• **Task objective**:
Report every line of the listing below in which the string "saucer" occurs.

• **Supplied material**:
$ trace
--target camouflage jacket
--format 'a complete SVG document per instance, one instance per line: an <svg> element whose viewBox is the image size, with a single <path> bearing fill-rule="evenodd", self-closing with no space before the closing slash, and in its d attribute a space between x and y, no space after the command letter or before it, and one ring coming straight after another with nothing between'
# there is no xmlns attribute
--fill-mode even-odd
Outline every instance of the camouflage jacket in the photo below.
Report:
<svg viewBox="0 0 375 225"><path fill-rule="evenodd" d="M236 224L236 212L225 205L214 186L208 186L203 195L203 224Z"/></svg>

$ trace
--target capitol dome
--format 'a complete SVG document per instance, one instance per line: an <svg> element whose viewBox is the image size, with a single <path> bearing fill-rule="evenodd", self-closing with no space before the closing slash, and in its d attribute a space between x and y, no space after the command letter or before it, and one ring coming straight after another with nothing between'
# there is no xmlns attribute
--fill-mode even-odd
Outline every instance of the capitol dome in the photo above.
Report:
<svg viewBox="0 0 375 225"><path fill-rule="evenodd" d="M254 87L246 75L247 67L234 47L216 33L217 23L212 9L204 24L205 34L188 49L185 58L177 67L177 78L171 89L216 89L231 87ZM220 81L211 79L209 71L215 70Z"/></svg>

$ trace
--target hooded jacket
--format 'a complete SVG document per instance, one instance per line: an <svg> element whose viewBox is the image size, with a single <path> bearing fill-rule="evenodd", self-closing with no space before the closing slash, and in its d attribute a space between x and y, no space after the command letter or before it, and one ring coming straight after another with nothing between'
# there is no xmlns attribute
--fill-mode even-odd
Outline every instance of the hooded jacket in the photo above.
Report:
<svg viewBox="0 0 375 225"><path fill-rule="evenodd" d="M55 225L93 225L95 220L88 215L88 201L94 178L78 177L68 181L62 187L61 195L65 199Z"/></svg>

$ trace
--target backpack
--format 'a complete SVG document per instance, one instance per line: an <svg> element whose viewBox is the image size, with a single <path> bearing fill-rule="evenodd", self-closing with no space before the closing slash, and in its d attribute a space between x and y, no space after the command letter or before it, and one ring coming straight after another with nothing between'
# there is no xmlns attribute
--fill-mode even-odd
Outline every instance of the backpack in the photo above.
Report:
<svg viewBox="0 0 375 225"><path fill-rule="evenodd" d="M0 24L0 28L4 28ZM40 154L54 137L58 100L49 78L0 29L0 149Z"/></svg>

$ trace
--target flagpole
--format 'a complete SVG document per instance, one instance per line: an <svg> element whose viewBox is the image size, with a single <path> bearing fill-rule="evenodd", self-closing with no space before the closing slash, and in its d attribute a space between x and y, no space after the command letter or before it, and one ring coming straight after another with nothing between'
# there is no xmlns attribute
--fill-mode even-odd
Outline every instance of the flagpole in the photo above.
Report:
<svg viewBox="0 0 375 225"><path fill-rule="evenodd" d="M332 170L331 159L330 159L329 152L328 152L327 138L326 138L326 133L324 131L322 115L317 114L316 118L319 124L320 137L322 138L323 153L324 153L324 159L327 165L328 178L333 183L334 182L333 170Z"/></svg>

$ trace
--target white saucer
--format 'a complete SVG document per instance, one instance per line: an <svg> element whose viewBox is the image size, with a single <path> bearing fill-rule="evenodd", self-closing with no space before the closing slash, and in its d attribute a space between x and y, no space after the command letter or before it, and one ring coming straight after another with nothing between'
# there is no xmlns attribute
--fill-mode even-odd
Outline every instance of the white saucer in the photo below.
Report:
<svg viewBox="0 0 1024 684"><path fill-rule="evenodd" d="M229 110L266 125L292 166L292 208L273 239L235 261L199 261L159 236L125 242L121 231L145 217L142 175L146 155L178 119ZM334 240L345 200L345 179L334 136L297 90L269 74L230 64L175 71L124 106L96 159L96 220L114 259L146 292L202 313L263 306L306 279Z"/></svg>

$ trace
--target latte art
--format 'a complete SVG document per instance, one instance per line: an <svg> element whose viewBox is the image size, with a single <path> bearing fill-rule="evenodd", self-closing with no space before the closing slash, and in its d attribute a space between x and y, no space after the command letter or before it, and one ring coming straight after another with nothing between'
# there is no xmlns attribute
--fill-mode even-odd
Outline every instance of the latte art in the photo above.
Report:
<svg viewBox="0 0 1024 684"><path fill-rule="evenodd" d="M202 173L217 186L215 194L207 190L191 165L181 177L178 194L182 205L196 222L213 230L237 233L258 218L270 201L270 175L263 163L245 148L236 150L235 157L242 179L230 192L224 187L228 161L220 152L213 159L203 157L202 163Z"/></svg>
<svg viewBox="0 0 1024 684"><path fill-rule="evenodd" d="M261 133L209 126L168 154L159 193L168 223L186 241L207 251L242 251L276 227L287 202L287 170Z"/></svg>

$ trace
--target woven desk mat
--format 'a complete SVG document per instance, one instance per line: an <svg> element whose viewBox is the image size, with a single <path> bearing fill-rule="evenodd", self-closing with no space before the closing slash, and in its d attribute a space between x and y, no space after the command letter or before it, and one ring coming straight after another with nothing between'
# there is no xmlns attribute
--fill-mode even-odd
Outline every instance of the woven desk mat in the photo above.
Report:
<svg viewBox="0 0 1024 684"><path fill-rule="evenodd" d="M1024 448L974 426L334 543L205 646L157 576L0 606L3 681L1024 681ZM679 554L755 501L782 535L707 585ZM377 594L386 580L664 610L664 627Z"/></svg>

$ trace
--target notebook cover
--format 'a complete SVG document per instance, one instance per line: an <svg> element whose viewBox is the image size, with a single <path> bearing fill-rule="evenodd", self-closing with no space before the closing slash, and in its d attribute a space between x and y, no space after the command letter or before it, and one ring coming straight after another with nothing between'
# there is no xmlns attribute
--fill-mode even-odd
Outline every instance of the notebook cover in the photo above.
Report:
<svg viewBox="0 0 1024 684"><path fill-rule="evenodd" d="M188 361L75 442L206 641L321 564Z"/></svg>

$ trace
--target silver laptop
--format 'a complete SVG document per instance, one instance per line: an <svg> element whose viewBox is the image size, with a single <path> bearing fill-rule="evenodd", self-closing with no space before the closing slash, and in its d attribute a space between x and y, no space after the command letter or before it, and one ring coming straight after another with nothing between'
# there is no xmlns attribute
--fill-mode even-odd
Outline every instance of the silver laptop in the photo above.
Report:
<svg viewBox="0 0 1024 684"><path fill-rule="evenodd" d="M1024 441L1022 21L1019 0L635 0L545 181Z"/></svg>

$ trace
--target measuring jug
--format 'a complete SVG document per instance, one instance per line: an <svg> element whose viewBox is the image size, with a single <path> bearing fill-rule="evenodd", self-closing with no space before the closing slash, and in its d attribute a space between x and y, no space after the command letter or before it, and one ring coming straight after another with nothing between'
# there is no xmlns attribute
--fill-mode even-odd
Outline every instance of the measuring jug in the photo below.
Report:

• **Solution**:
--target white saucer
Outline every instance of the white saucer in the photo below.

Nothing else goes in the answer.